Page text ->
Segment Open
Gel Electrophoresis Study Guide

Background Concepts

  • Restriction Enzymes

    • Definition: Enzymes that cut DNA at specific sequences.

    • Purpose: Used for DNA mapping, sequencing, cloning, and forensic analysis.

    • Types of Cuts:

      • Sticky Ends: Overhanging sequences that can bind to complementary DNA (e.g., EcoRI).

      • Blunt Ends: No overhangs, can be joined with any other blunt end (e.g., HaelII).

    • Naming: Based on the bacterial species from which they originate (e.g., EcoRI from E. coli).

    • Activity: Requires Mg²⁺ for function.

  • Agarose Gel Electrophoresis

    • Purpose: Separates DNA fragments by size.

    • Mechanism:

      • DNA is loaded into wells of an agarose gel.

      • An electric current moves DNA through the gel (negative to positive).

      • Smaller fragments move faster, while larger ones move slower.

    • Visualization: DNA is stained to see banding patterns.

    • Limitations:

      • DNA fragments of similar sizes may appear as a single band.
Segment Closed
Entries in the collection ->
Segment Open
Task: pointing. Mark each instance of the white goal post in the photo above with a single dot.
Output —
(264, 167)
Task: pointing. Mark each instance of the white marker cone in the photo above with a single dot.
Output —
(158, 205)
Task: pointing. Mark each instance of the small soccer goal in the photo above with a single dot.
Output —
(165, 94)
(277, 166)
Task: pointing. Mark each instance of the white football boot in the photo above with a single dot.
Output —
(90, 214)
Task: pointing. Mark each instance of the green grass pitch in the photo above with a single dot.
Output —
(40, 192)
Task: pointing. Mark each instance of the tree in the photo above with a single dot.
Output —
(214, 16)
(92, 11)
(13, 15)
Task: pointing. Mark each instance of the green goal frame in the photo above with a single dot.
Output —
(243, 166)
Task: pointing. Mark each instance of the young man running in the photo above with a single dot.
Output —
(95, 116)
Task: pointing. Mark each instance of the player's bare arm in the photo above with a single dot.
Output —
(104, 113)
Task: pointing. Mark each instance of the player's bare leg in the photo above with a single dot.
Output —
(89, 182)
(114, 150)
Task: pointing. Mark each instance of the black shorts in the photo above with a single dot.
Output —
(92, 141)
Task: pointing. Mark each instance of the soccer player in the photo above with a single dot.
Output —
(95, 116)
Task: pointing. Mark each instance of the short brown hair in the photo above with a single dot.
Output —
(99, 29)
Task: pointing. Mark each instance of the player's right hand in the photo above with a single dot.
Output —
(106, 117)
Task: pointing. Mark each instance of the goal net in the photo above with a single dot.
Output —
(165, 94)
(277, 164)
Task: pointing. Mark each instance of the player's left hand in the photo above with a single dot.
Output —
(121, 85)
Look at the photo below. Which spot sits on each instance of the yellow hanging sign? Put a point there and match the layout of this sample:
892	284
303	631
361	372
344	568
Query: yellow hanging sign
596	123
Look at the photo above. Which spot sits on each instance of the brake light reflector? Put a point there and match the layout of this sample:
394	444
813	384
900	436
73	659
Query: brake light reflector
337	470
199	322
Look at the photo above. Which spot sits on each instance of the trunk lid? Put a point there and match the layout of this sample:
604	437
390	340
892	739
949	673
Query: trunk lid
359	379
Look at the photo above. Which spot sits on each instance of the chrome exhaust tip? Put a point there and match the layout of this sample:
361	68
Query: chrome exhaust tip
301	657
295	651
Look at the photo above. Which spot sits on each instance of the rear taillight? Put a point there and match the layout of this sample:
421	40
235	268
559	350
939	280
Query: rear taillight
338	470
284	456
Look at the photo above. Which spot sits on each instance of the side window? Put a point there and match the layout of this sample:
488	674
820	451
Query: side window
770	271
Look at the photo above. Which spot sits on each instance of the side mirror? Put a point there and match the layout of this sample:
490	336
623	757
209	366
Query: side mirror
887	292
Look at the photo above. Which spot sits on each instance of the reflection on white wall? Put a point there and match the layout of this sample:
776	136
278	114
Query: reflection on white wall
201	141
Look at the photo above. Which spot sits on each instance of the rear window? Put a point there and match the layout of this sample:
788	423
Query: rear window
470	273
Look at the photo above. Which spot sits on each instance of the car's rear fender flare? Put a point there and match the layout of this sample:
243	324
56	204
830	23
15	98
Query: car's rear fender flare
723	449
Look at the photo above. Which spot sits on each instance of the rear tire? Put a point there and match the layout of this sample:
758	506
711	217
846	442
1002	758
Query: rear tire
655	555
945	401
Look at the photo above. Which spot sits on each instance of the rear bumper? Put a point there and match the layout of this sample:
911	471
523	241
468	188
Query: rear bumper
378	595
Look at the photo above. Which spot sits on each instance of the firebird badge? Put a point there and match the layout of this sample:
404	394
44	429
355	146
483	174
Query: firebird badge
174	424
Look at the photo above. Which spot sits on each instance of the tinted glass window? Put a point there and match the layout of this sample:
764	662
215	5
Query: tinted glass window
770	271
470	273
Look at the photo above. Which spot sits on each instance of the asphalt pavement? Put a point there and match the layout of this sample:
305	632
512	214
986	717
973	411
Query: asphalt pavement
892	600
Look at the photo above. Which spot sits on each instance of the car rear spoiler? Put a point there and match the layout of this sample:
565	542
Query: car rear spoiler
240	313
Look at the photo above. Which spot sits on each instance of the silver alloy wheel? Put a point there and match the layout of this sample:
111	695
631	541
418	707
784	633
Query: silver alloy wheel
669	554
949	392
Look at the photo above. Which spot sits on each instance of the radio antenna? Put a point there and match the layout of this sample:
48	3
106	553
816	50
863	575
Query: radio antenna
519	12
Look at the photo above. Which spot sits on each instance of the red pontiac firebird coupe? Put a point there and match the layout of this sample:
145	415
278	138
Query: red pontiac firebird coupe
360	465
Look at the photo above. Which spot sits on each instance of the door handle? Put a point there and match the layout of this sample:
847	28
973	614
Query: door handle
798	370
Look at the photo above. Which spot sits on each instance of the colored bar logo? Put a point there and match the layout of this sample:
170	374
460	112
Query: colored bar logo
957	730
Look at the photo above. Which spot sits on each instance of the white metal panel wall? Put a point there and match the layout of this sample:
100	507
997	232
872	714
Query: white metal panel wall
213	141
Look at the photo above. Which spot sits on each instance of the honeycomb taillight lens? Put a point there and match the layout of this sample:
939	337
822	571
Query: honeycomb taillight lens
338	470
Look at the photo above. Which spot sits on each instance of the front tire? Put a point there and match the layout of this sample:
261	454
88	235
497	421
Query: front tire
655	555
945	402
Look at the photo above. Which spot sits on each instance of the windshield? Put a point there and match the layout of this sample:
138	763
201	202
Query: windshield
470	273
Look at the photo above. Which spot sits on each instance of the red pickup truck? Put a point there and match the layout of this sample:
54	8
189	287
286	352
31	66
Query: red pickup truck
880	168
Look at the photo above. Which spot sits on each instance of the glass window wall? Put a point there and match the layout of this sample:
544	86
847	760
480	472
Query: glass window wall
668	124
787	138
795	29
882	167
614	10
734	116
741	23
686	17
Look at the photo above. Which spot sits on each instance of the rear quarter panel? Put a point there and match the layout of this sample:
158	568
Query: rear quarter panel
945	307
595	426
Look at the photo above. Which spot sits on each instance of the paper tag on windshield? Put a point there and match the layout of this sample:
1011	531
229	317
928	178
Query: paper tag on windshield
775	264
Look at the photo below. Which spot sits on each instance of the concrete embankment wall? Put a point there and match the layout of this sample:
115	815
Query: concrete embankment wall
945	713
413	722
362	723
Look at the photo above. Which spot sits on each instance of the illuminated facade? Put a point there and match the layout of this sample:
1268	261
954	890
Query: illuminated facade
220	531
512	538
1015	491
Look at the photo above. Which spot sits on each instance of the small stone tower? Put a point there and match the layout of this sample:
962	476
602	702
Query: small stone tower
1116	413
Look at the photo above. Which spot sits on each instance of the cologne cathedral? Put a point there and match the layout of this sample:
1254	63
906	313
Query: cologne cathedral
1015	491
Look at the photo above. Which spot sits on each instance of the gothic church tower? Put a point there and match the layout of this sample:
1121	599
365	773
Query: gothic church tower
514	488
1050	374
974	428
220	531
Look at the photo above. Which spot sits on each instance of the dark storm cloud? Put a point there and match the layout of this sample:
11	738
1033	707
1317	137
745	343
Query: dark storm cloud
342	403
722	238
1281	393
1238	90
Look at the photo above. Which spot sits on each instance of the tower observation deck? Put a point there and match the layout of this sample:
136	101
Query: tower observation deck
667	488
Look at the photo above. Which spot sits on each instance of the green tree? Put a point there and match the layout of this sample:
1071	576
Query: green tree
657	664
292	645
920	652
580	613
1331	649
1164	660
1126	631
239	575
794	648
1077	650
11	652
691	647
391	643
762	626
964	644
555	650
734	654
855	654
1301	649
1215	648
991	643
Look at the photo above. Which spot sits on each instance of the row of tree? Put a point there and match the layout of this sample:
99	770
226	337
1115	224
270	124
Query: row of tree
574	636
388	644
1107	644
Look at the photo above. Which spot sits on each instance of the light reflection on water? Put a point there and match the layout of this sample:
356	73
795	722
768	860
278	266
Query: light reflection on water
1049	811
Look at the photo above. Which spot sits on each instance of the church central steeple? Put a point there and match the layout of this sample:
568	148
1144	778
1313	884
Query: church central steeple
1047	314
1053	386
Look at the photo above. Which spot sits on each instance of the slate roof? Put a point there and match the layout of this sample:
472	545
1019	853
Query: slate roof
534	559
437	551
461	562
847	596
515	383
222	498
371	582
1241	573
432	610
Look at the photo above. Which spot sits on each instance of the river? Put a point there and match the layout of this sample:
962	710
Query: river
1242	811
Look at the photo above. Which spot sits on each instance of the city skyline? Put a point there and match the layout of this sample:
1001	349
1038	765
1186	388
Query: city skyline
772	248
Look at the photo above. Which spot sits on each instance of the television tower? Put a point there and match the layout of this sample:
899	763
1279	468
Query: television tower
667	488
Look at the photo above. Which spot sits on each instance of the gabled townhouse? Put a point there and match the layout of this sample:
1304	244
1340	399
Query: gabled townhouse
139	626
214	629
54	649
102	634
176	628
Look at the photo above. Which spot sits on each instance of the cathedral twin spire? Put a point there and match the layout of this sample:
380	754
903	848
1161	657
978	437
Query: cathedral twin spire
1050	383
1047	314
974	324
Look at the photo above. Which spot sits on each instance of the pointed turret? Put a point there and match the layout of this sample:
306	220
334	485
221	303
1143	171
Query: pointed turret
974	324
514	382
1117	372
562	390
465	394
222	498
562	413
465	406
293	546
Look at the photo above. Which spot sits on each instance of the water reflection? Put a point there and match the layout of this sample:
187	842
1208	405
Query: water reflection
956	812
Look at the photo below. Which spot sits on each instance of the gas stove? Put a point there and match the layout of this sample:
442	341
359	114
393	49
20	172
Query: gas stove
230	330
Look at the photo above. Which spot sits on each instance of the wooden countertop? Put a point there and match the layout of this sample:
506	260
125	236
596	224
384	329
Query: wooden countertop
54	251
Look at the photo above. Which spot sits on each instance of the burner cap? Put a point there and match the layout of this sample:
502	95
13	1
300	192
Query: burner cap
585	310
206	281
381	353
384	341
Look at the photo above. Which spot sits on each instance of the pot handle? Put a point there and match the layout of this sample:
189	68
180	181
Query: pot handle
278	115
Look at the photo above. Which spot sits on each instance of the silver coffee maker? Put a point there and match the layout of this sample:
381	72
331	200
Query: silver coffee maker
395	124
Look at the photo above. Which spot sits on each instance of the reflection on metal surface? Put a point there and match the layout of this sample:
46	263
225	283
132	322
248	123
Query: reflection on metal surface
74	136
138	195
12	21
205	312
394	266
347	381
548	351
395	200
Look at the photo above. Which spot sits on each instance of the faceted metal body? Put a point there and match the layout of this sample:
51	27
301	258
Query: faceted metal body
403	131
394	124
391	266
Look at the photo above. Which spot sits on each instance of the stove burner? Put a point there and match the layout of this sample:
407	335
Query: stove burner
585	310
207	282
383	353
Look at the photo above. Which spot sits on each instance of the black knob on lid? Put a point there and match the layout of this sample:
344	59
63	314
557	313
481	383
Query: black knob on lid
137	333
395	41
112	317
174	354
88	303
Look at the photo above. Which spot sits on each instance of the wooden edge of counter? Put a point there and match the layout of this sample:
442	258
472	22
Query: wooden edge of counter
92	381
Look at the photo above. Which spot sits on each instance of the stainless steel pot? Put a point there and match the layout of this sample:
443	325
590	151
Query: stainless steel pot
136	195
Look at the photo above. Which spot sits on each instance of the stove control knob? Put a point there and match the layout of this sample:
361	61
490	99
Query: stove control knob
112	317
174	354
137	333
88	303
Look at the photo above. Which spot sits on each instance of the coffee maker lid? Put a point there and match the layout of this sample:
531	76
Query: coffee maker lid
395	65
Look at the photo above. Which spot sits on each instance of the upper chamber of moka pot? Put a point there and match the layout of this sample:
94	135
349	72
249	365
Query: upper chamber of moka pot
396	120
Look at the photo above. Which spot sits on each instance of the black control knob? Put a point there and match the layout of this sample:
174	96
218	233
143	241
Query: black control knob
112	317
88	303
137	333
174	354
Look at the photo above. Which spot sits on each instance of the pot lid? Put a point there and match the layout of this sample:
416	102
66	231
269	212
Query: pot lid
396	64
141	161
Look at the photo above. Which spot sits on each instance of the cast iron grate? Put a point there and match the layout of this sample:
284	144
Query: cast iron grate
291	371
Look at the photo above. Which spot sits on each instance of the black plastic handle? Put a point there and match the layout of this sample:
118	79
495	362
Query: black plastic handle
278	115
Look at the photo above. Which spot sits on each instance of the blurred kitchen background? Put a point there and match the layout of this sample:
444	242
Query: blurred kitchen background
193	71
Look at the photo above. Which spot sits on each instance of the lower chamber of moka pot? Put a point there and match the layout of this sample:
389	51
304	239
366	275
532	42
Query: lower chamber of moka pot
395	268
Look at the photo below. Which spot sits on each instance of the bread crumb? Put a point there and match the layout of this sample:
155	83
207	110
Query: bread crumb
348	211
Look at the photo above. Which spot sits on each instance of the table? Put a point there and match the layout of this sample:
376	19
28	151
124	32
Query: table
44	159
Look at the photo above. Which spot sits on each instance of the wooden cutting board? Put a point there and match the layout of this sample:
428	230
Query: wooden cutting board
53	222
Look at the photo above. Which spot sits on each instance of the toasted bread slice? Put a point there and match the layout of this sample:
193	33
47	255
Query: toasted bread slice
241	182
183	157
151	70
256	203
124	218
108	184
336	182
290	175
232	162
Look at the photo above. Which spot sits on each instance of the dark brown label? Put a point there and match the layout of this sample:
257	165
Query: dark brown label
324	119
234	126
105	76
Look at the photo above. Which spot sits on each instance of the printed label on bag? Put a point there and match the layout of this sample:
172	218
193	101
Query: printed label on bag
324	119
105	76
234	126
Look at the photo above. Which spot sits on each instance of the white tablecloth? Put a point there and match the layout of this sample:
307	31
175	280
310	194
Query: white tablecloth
Segment Closed
Task directions -> Continue the gel electrophoresis study guide from the point where it stops. The data is separate material and has no connection to the gel electrophoresis study guide.

Response to the task ->
      • Secondary DNA structures can affect movement.

  • Southern Blotting

    • Purpose: Identifies specific DNA sequences.

    • Steps:

      • DNA fragments are transferred from the gel to a membrane.

      • A labeled DNA probe binds to complementary sequences.

      • The probe highlights specific bands for analysis.

    • Use in Forensics: Helps match crime scene DNA with suspects.

  • Polymerase Chain Reaction (PCR)

    • Advantage over Electrophoresis: Can amplify small amounts of DNA quickly.

    • Steps:

      • Denaturation (92-96°C): DNA strands separate.

      • Annealing (45-65°C): Primers bind to target DNA.

      • Extension (72°C): Taq polymerase adds nucelotides to synthesize new strands.

  • Lab Procedures

    • Day 1: Preparing the Gel and the Samples

      • Set up the gel tray:

        • Tape the ends to prevent leaks.

        • Insert combs on the negative side to form wells.

      • Prepare samples:

        • Label tubes properly.

        • Add restriction enzymes to cut DNA.

        • Incubate to allow digestion.

      • Practice pipetting:

        • Use a micropipette with water for practice.

        • Always use a new tip to prevent contamination.

      • Prepare the gel:

        • Once set, remove combs carefully.

        • Store gel in buffer solution to prevent drying.

      • Store DNA samples on ice overnight.

  • Day 2: Running the Gel

    • Set up the gel electrophoresis chamber:

      • Transfer the gel into the chamber.

      • Align the wells with the black (negative) electrode.

      • Cover gel completely with buffer solution.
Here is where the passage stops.